THE PROBLEM
The job is to find each line in the entries holding the string "pushback" and copy that line.

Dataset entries
==============================
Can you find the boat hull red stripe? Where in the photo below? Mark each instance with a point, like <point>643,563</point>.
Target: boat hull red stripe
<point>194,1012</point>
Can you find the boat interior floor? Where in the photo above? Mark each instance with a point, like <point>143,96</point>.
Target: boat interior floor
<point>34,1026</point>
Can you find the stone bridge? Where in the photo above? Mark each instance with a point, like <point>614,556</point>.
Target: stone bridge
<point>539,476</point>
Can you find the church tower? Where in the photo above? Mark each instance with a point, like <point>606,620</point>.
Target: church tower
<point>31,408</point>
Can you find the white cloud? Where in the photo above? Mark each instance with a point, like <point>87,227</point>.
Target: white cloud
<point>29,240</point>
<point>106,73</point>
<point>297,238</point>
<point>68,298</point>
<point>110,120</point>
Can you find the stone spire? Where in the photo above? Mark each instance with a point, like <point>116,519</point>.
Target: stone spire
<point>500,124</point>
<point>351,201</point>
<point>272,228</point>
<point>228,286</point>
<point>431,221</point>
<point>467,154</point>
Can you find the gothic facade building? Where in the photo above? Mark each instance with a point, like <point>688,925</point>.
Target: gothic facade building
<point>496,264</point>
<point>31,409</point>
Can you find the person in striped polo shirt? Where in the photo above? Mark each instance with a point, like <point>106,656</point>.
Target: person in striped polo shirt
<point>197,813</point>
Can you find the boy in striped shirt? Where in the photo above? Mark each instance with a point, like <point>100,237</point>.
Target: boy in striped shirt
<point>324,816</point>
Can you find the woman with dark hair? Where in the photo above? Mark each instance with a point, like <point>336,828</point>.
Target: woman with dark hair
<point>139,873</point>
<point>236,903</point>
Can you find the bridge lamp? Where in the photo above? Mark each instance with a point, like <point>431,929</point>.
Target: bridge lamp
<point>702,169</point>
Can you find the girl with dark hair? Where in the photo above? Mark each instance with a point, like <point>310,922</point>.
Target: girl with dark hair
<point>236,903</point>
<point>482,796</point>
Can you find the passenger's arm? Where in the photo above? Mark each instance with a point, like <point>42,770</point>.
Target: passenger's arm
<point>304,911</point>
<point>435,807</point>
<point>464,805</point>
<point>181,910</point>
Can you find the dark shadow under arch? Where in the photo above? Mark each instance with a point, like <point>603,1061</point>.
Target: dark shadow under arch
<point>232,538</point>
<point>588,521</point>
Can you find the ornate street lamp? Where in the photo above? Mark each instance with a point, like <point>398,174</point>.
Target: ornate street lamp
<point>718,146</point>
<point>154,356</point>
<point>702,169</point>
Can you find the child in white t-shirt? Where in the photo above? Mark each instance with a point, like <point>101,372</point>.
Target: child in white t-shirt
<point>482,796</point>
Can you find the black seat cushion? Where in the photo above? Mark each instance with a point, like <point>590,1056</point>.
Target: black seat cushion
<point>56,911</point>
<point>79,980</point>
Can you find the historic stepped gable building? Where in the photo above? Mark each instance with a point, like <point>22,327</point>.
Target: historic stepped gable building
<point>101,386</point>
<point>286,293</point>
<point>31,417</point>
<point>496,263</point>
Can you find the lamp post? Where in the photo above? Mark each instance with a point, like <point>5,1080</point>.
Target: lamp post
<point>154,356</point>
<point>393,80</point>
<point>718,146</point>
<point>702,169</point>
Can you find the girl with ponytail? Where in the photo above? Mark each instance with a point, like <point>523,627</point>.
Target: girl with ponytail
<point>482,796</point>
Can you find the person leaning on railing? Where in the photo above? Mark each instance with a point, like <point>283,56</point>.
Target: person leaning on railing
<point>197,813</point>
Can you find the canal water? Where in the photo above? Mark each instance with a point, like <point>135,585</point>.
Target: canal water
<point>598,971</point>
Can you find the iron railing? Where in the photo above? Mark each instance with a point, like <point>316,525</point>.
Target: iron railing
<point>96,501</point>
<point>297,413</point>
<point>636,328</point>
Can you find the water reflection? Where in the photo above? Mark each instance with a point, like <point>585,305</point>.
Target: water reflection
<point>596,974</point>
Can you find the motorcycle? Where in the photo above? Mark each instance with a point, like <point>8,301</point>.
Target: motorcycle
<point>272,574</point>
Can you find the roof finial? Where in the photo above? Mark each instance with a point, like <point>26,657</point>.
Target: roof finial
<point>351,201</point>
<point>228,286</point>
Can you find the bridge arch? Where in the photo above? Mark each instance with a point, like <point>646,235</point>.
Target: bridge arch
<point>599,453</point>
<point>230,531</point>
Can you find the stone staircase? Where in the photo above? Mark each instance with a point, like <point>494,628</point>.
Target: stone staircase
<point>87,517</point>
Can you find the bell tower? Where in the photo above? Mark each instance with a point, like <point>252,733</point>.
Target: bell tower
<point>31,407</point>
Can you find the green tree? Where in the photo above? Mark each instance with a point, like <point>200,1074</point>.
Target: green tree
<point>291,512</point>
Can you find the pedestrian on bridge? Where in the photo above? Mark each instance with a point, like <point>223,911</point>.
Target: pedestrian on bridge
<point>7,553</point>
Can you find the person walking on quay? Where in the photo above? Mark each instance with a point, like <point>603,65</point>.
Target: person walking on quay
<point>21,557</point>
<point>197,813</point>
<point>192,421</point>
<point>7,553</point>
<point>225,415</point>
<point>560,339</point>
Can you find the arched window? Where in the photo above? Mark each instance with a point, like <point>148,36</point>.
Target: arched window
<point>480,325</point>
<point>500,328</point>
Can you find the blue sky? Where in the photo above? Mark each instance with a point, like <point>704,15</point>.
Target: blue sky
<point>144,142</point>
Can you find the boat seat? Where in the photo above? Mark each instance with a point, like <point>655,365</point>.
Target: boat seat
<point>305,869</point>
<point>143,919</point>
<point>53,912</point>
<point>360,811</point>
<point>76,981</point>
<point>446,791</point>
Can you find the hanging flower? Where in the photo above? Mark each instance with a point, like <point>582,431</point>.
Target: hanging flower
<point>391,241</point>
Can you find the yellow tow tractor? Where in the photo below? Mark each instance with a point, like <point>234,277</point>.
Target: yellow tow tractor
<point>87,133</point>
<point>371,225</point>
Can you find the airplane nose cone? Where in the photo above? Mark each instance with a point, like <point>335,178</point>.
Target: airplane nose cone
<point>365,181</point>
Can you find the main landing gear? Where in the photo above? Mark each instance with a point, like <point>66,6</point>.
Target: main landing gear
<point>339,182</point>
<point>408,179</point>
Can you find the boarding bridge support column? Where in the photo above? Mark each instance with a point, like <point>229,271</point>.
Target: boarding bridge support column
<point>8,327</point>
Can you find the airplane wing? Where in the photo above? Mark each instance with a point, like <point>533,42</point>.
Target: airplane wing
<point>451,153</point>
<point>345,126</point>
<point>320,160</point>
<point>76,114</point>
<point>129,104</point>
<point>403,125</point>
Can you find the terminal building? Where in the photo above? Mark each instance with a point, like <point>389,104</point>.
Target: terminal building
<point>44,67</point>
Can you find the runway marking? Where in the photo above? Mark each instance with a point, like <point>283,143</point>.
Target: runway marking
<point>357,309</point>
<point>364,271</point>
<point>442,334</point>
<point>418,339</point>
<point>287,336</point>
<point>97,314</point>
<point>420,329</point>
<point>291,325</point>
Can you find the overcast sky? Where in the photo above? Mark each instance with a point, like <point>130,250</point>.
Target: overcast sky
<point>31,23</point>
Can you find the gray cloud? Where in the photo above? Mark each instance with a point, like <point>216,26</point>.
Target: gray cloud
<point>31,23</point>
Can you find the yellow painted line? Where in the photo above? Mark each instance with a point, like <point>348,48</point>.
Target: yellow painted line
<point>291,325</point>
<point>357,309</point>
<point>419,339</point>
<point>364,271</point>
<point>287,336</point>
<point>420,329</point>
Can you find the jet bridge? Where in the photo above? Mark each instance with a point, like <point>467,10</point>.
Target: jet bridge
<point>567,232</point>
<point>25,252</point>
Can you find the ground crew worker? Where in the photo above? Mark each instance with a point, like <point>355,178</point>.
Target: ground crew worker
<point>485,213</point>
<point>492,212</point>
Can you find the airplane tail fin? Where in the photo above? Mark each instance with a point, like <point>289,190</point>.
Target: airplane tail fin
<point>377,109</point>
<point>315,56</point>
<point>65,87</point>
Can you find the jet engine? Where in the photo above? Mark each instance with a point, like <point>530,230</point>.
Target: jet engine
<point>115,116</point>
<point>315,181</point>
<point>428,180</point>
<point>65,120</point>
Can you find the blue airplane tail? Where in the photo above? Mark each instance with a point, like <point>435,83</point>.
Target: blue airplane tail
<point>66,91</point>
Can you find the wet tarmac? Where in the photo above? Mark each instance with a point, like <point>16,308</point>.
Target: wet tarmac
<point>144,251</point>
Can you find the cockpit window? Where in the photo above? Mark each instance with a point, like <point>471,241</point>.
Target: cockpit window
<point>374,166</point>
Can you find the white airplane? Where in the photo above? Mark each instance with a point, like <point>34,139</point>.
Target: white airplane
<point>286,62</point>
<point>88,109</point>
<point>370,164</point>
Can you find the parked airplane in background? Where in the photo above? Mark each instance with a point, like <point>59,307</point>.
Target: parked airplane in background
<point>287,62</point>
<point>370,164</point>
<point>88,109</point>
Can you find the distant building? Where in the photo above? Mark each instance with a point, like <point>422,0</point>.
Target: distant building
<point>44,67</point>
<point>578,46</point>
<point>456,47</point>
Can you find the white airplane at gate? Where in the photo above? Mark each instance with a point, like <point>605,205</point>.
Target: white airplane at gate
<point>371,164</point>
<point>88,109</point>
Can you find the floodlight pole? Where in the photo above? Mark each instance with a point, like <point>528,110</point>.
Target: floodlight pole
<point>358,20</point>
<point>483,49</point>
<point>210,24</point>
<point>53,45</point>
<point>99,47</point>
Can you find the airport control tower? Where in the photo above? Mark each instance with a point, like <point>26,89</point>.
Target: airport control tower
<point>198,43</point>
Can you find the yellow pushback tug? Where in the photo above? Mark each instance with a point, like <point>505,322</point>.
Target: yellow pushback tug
==============================
ANSWER SECTION
Can you find the yellow pushback tug? Where in the photo above? Mark each instance with a point, like <point>505,322</point>.
Target: yellow pushback tug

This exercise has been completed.